**Passage to read:**
┌────────

Lesson 7 - Official topic

marii · April 29, 2020, 3:46am

Why normalize by subtracting the mean and dividing by the standard deviation? What about something like dividing by the maximum value, so that it ranged from 0 to 1?

jona · April 29, 2020, 3:46am

Is there any downside to "Normalize"ing continuous variable’s that have trends, not averages? (e.g. saleElapsed?)

jcatanza · April 29, 2020, 3:46am

Thanks @FraPochetti That is an excellent explanation!

sgugger · April 29, 2020, 3:47am

Models really like inputs that have a mean 0 and a std of 1.

ilovescience · April 29, 2020, 3:47am

I think there was a short discussion in last year’s course. I don’t remember of the top of my head what that heuristic was, but maybe check that lesson?

muellerzr · April 29, 2020, 3:48am

IIRC a gentleman out of South Africa (I need to find the paper) for his thesis explored the fastai tabular model. He found that 3 layers were ideal. I don’t quite recall the sizes, let me try to find it

harish3110 · April 29, 2020, 3:48am

If decision trees and random forests at the core are basically if-else statements then what’s the reason we normalize the data at the start? I don’t understand why this might help as this isn’t a distance based model like linear regression etc…

FraPochetti · April 29, 2020, 3:50am

Yes. It worked for me in the past.

Don’t think so. Weight decay is actually better as you keep the inner complexity of the model, due to all its non-linearities and let the learning process figure it out for you.

FraPochetti · April 29, 2020, 3:51am

It does not help at all for Random Forest.
Tree Ensembles are scale invariant.

It does help in case you are training a NN, in terms of learning stability.

└────────

**Stored data:**
┌────────

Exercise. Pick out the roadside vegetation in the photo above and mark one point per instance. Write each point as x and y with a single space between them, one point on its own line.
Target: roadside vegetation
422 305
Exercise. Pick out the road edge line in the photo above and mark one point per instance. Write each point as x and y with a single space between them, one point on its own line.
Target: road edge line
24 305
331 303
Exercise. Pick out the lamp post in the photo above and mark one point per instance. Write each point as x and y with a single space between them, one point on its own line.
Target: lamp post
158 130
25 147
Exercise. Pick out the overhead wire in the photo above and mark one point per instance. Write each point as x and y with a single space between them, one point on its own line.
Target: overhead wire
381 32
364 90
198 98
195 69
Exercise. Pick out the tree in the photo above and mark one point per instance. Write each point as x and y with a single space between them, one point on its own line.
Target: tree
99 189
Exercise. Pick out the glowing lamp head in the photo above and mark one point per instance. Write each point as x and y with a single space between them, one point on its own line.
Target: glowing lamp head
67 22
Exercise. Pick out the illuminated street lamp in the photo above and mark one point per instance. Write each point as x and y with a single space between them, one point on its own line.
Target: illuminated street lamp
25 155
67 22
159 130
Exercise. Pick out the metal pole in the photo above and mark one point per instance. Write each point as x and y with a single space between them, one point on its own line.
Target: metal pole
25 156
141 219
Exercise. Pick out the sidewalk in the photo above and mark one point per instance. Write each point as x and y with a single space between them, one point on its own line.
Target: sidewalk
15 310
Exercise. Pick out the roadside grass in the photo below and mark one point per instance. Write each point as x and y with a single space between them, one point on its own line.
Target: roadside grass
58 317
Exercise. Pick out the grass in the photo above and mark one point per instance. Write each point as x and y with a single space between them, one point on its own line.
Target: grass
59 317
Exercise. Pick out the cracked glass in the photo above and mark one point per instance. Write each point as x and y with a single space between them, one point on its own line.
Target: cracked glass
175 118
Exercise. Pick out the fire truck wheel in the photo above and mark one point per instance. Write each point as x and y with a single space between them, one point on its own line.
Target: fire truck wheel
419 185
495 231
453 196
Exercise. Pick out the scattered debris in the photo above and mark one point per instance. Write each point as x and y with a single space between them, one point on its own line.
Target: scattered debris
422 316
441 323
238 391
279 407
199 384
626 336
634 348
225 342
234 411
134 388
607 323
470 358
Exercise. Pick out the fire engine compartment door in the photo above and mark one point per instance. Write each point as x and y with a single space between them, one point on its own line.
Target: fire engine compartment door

└────────

**Tasks for this exercise:**
A) Return the portion of the Lesson 7 thread starting with "IIRC a gentleman" and going on through "out for you.".
B) In the Lesson 7 thread, what kind of inputs does sgugger say models really like?
The records are separate material, unrelated to the Lesson 7 thread.

**Solution list:**
A)
IIRC a gentleman out of South Africa (I need to find the paper) for his thesis explored the fastai tabular model. He found that 3 layers were ideal. I don’t quite recall the sizes, let me try to find it

harish3110 · April 29, 2020, 3:48am

If decision trees and random forests at the core are basically if-else statements then what’s the reason we normalize the data at the start? I don’t understand why this might help as this isn’t a distance based model like linear regression etc…

FraPochetti · April 29, 2020, 3:50am

Yes. It worked for me in the past.

Don’t think so. Weight decay is actually better as you keep the inner complexity of the model, due to all its non-linearities and let the learning process figure it out for you.

B) Inputs that have a mean of 0 and a standard deviation of 1.